Start
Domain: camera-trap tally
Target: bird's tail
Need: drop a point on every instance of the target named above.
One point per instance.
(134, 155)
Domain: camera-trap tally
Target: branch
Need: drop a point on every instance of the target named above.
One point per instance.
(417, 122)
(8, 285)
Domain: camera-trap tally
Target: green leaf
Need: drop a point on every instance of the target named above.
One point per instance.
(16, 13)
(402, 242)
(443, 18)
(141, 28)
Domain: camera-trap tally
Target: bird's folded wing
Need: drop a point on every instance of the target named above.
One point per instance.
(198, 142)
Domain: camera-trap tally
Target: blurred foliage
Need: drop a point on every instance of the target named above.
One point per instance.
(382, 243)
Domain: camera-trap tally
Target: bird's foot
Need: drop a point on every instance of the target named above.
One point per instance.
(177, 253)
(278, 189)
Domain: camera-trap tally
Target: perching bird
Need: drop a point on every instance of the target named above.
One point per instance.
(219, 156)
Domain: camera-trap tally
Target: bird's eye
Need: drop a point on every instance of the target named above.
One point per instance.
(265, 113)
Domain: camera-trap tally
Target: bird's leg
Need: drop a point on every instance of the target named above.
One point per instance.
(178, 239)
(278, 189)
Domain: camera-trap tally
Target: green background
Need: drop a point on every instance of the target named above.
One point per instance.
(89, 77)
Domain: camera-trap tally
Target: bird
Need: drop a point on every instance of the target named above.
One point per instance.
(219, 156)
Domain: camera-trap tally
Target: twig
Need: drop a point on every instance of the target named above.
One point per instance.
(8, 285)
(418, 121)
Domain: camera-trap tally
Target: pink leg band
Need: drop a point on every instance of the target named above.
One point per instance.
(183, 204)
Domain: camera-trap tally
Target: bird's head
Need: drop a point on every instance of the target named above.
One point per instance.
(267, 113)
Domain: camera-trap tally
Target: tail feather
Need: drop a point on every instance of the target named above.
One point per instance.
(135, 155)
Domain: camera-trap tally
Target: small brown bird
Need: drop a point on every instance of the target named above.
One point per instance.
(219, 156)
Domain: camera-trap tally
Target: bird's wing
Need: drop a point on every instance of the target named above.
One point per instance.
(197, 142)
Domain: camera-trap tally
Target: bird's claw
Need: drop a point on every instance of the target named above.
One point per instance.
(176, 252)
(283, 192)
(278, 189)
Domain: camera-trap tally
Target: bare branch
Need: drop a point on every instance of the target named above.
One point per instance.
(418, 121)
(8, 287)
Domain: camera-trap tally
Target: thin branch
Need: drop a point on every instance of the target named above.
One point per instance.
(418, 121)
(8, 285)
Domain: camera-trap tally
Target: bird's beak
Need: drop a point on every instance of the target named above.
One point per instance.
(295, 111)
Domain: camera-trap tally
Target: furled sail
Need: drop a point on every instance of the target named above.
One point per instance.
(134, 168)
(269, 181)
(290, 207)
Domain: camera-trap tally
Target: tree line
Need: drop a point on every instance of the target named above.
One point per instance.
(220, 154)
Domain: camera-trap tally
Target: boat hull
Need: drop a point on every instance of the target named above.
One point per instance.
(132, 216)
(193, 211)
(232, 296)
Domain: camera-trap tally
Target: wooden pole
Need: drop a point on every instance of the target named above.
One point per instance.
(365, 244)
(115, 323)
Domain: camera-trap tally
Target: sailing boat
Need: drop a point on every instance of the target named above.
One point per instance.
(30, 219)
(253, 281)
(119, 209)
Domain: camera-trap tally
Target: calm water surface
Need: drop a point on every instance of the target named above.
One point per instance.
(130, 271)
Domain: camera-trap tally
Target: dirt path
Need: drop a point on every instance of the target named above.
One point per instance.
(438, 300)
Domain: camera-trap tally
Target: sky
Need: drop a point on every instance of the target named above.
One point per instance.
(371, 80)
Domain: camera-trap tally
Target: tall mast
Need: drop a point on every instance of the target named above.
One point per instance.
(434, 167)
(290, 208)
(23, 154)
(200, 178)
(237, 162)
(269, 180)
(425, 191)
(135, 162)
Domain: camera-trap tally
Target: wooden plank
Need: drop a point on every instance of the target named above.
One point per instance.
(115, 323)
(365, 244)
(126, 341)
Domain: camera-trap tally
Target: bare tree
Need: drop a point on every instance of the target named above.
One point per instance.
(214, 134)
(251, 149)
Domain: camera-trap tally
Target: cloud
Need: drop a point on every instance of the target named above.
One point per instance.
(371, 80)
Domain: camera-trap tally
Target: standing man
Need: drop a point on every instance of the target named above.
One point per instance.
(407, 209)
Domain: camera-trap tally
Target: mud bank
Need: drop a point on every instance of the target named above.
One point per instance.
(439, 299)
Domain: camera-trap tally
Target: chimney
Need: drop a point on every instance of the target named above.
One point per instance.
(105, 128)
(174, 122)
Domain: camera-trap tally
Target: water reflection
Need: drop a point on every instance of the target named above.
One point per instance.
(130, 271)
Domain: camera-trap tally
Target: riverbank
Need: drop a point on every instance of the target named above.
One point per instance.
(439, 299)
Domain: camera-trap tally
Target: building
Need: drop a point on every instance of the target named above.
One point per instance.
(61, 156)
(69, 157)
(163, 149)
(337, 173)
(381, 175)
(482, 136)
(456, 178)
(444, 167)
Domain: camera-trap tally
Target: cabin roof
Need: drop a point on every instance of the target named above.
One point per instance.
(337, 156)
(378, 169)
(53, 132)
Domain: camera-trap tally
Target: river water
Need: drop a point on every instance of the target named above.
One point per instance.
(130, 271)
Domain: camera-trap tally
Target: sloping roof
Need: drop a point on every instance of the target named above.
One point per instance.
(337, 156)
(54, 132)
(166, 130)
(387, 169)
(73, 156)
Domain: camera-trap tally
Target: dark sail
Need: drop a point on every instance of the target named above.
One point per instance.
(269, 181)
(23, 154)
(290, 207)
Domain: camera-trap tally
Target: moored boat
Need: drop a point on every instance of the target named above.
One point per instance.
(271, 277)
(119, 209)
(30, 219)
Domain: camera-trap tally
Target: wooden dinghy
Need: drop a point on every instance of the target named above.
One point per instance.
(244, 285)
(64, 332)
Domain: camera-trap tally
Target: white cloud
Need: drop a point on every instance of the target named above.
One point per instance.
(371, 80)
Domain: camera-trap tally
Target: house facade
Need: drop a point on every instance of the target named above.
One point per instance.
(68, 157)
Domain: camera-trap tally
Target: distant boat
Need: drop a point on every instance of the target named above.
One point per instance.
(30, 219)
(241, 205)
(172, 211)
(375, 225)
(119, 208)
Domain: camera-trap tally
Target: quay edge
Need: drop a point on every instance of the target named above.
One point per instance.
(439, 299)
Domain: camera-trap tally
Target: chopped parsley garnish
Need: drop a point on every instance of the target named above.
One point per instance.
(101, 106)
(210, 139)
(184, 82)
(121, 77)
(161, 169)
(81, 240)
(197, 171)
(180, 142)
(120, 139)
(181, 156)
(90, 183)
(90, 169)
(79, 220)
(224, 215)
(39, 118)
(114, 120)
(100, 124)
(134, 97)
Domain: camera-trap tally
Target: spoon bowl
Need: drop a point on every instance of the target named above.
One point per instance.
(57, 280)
End
#### [Problem to solve]
Return the entries above exactly, each one complete.

#### [The reply]
Domain: camera-trap tally
Target: bird's tail
Need: drop a point on every instance of the target named above.
One point per instance.
(134, 155)
Domain: camera-trap tally
Target: branch
Need: drop a point on every instance of the target named above.
One point per instance.
(417, 122)
(8, 285)
Domain: camera-trap tally
Target: green leaf
Need: drop a point on every instance of the target named above.
One point per instance.
(16, 13)
(402, 242)
(443, 18)
(141, 28)
Domain: camera-trap tally
Target: bird's folded wing
Need: drop a point on every instance of the target named above.
One point per instance.
(198, 142)
Domain: camera-trap tally
Target: blurred foliage
Need: drop a point on every instance of the target named above.
One point per instance.
(382, 243)
Domain: camera-trap tally
Target: bird's foot
Need: drop a point on every instance of the target named above.
One point per instance.
(177, 253)
(278, 189)
Domain: camera-trap tally
Target: perching bird
Need: drop a point on every instance of the target named above.
One point per instance.
(219, 156)
Domain: camera-trap tally
Target: bird's eye
Need: drop a point on every instance of the target named above.
One point per instance.
(265, 113)
Domain: camera-trap tally
Target: bird's leg
Need: drop a point on every instance of the target named above.
One point per instance.
(178, 239)
(278, 189)
Domain: camera-trap tally
Target: green background
Need: drop a point on every instance of the target named above.
One point per instance.
(89, 77)
Domain: camera-trap tally
Target: bird
Need: drop a point on every instance of the target named above.
One point per instance.
(219, 156)
Domain: camera-trap tally
Target: twig
Need: drop a point on every instance of the target named above.
One point per instance.
(8, 285)
(418, 121)
Domain: camera-trap tally
Target: pink leg band
Need: drop a point on every instance of the target named above.
One point per instance.
(183, 204)
Domain: camera-trap tally
Target: bird's head
Need: drop a point on every instance of the target named above.
One point per instance.
(267, 113)
Domain: camera-trap tally
Target: tail feather
Need: drop a point on every instance of the target named above.
One point per instance.
(135, 155)
Domain: camera-trap tally
Target: small brown bird
Need: drop a point on every instance of the target named above.
One point per instance.
(219, 156)
Domain: camera-trap tally
Target: bird's wing
Need: drop a point on every instance of the target named above.
One point per instance.
(197, 142)
Domain: camera-trap tally
Target: bird's claw
Need: drop a point on every instance of the target named above.
One point per instance.
(176, 252)
(283, 192)
(278, 189)
Domain: camera-trap tally
Target: bare branch
Need: drop a point on every instance of the target named above.
One point per instance.
(418, 121)
(8, 287)
Domain: camera-trap tally
Target: thin branch
Need: drop a point on every instance of the target named above.
One point per instance.
(418, 121)
(8, 285)
Domain: camera-trap tally
Target: bird's beak
Need: drop a point on every instance of the target named above.
One point per instance.
(295, 111)
Domain: camera-trap tally
Target: furled sail
Need: drop a point on every instance of the target named above.
One point per instance.
(134, 168)
(269, 181)
(290, 207)
Domain: camera-trap tally
Target: tree line
Need: drop a point on every instance of the target named above.
One point per instance.
(220, 154)
Domain: camera-trap tally
Target: boat hull
Need: drop a point on every instance of the target named above.
One point per instance.
(132, 216)
(193, 211)
(232, 296)
Domain: camera-trap tally
Target: wooden pole
Need: drop a point on every instance of the target named above.
One point per instance.
(365, 244)
(115, 323)
Domain: camera-trap tally
Target: sailing boat
Need: drop a point on every instance of the target named above.
One point per instance.
(30, 219)
(253, 281)
(119, 209)
Domain: camera-trap tally
Target: calm water surface
Need: drop a point on every instance of the target named above.
One point per instance.
(130, 271)
Domain: camera-trap tally
Target: dirt path
Need: drop a point on every instance of the target named above.
One point per instance.
(438, 300)
Domain: camera-trap tally
Target: sky
Need: drop a point on every instance of the target named above.
One point per instance.
(371, 80)
Domain: camera-trap tally
Target: tall mast
Need: drop a point on every instance of the target named above.
One point per instance.
(434, 167)
(290, 208)
(23, 154)
(200, 178)
(237, 162)
(269, 180)
(425, 191)
(135, 162)
Domain: camera-trap tally
Target: wooden plank
Need: drop a point on every instance of the target named above.
One point per instance.
(115, 323)
(365, 244)
(126, 341)
Domain: camera-trap tally
Target: bare tree
Need: drop a point on every instance of the target named above.
One point per instance.
(214, 134)
(251, 149)
Domain: camera-trap tally
Target: cloud
Need: drop a point on every instance of the target named above.
One point per instance.
(371, 80)
Domain: camera-trap tally
Target: standing man
Need: drop a point on every instance of the target named above.
One point per instance.
(407, 209)
Domain: camera-trap tally
Target: mud bank
Need: drop a point on every instance of the target named above.
One point per instance.
(439, 299)
Domain: camera-trap tally
Target: chimney
Need: drop a point on every instance of the target named above.
One point per instance.
(105, 128)
(174, 122)
Domain: camera-trap tally
Target: water reflection
Need: drop a point on every instance of the target named above.
One point per instance.
(130, 271)
Domain: camera-trap tally
Target: riverbank
Need: drop a point on every instance of the target named above.
One point per instance.
(439, 299)
Domain: camera-trap tally
Target: building
Need: drop a point on every instance of the target named above.
One point per instance.
(61, 156)
(69, 157)
(163, 149)
(337, 173)
(381, 175)
(482, 136)
(456, 178)
(444, 167)
Domain: camera-trap tally
Target: cabin roof
Need: drop a point on every instance of the target named above.
One point per instance.
(337, 156)
(378, 169)
(53, 132)
Domain: camera-trap tally
Target: river water
Need: drop a point on every instance of the target named above.
One point per instance.
(130, 271)
Domain: camera-trap tally
Target: sloping roof
Need: drop a point on every instance of the target named above.
One point per instance.
(337, 156)
(54, 132)
(166, 130)
(387, 169)
(73, 156)
Domain: camera-trap tally
Target: dark sail
Need: drop a point on every instance of the target named above.
One point per instance.
(269, 181)
(23, 154)
(290, 207)
Domain: camera-trap tally
Target: moored boat
Need: drop a point on every instance of the target named above.
One point per instance.
(271, 277)
(119, 209)
(30, 219)
Domain: camera-trap tally
Target: wooden dinghy
Need: drop a point on every instance of the target named above.
One point per instance.
(244, 285)
(64, 332)
Domain: camera-trap tally
Target: white cloud
Need: drop a point on every instance of the target named above.
One point per instance.
(371, 80)
Domain: camera-trap tally
Target: house facade
Need: drop a point on every instance of the target named above.
One point per instance.
(68, 157)
Domain: camera-trap tally
Target: distant boat
Need: drop a point on every instance of the target named above.
One point per instance.
(30, 219)
(241, 205)
(172, 211)
(375, 225)
(119, 208)
Domain: camera-trap tally
Target: quay edge
Need: drop a point on every instance of the target named above.
One point per instance.
(439, 299)
Domain: camera-trap tally
Target: chopped parsley garnish
Need: drop a point on every instance of the target named above.
One point per instance.
(101, 106)
(210, 139)
(184, 82)
(121, 77)
(161, 169)
(81, 240)
(197, 171)
(180, 142)
(120, 139)
(181, 156)
(90, 183)
(90, 169)
(79, 220)
(224, 215)
(39, 118)
(114, 120)
(100, 124)
(134, 97)
Domain: camera-trap tally
Target: spoon bowl
Need: drop a point on every instance of the target named above.
One point per instance.
(57, 280)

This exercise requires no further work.